> **TASK DESCRIPTION**: Transcribe every line of the entries exactly.

> **SUPPLIED INFORMATION**:
Content starts
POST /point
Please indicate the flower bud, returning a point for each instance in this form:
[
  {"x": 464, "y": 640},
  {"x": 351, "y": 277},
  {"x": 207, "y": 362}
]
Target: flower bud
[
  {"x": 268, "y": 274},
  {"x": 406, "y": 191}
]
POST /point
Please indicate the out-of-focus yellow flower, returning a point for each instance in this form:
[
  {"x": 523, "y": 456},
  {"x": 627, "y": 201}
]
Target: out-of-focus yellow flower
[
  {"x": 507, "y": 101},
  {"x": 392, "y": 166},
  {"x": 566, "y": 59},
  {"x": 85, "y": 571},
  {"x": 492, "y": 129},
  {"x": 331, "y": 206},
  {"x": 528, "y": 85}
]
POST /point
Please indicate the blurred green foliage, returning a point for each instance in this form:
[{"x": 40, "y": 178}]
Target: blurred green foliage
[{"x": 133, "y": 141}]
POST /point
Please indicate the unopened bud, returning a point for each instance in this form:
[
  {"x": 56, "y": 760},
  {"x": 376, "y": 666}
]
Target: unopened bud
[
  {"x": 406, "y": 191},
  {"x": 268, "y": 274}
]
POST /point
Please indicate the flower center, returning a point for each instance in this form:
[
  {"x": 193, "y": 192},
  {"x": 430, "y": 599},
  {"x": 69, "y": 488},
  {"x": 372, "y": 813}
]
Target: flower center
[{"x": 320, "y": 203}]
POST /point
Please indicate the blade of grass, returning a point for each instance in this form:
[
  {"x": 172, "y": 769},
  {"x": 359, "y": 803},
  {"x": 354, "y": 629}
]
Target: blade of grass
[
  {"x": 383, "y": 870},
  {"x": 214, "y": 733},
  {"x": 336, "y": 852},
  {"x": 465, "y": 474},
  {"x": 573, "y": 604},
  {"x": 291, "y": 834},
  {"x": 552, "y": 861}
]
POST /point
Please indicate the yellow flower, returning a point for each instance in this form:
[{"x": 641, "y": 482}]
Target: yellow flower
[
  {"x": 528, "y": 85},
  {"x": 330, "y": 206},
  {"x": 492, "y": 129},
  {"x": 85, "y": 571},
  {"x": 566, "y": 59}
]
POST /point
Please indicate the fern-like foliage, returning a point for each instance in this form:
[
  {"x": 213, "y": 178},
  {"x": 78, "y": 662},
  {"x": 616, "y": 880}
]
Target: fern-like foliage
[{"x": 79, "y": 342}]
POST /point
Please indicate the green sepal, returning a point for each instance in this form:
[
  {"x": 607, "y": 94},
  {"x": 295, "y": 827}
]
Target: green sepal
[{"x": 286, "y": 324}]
Content ends
> **YOUR SOLUTION**:
POST /point
Please indicate the flower bud, returning a point for each instance in this form:
[
  {"x": 464, "y": 640},
  {"x": 351, "y": 277},
  {"x": 207, "y": 362}
]
Target: flower bud
[
  {"x": 268, "y": 274},
  {"x": 406, "y": 191}
]
POST /point
Please indicate the out-of-focus yellow flower, returning a point for each instance in this form:
[
  {"x": 523, "y": 456},
  {"x": 627, "y": 201}
]
Target: out-of-focus yellow flower
[
  {"x": 507, "y": 101},
  {"x": 392, "y": 166},
  {"x": 566, "y": 59},
  {"x": 85, "y": 571},
  {"x": 492, "y": 129},
  {"x": 331, "y": 206},
  {"x": 528, "y": 85}
]
POST /point
Please indicate the blurred green foliage, returning a point for each instance in this form:
[{"x": 40, "y": 178}]
Target: blurred green foliage
[{"x": 133, "y": 141}]
POST /point
Please indicate the unopened bud, returning a point for each instance in this form:
[
  {"x": 56, "y": 760},
  {"x": 376, "y": 666}
]
Target: unopened bud
[
  {"x": 406, "y": 191},
  {"x": 268, "y": 274}
]
POST /point
Please indicate the flower center, returning a point for each instance in this form:
[
  {"x": 193, "y": 192},
  {"x": 430, "y": 599},
  {"x": 69, "y": 488},
  {"x": 372, "y": 813}
]
Target: flower center
[{"x": 320, "y": 203}]
POST /point
Please indicate the blade of grass, returning a point for each instance in this form:
[
  {"x": 172, "y": 769},
  {"x": 359, "y": 803},
  {"x": 354, "y": 629}
]
Target: blade of grass
[
  {"x": 383, "y": 870},
  {"x": 214, "y": 733},
  {"x": 336, "y": 852},
  {"x": 465, "y": 474},
  {"x": 573, "y": 604},
  {"x": 291, "y": 834},
  {"x": 552, "y": 861}
]
POST /point
Please indicate the yellow flower, returning a point for each instance in this form:
[{"x": 641, "y": 482}]
Target: yellow flower
[
  {"x": 528, "y": 85},
  {"x": 330, "y": 206},
  {"x": 492, "y": 129},
  {"x": 85, "y": 571},
  {"x": 566, "y": 59}
]
POST /point
Please indicate the fern-like foliage, returning a point for each instance in this form:
[
  {"x": 213, "y": 178},
  {"x": 78, "y": 662},
  {"x": 616, "y": 880}
]
Target: fern-like foliage
[{"x": 79, "y": 342}]
POST /point
Please indicate the green sepal, returning a point for each instance in this form:
[
  {"x": 607, "y": 94},
  {"x": 295, "y": 827}
]
Target: green sepal
[{"x": 286, "y": 324}]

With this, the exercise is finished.